▶ EXERCISE TASK
Will you print every one of the entries below word for word, leaving out the pictures?

▶ RECORDS FOR THE TASK

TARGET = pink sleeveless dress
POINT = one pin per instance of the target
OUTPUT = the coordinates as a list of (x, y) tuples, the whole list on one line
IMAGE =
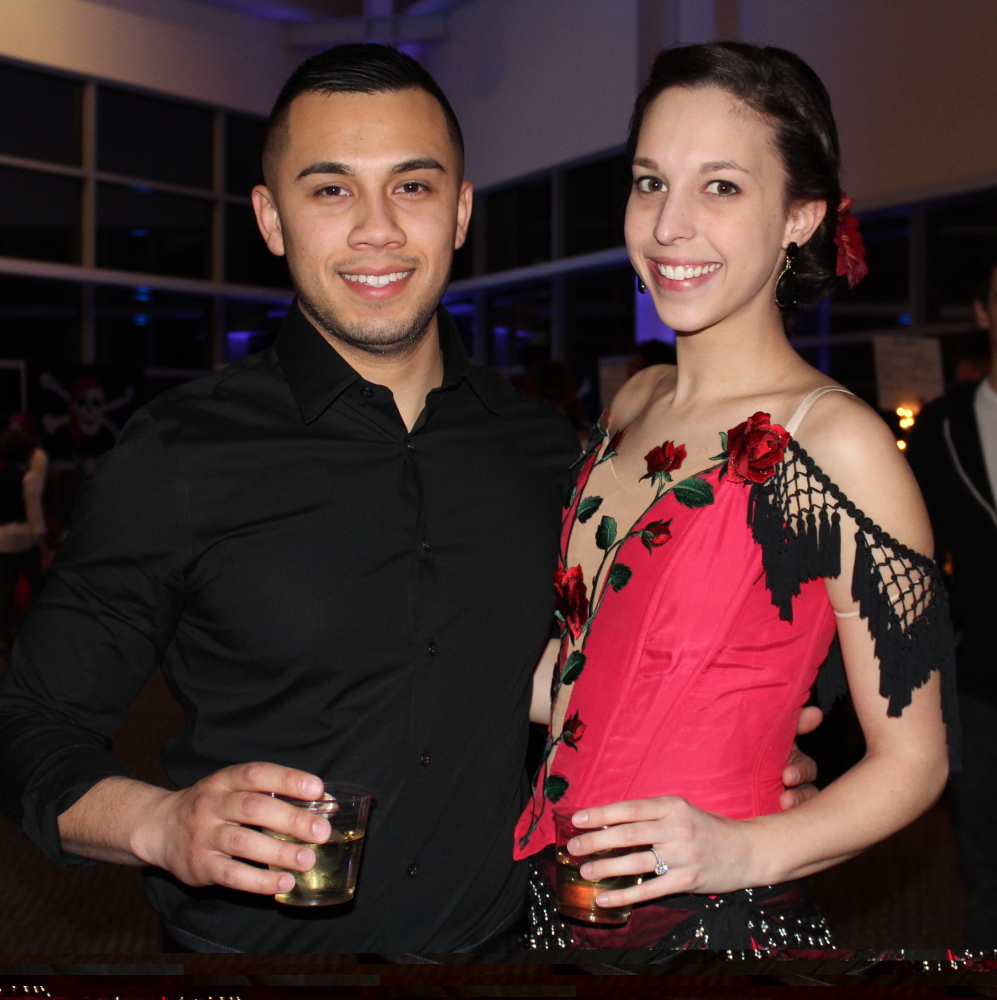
[(694, 621)]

▶ RESPONSE TO THIS TASK
TARGET = pink sleeveless dress
POINT = one pin per instance of the target
OUTPUT = the coordinates as a list of (x, y) tuples, the whole list on one line
IMAGE =
[(694, 621)]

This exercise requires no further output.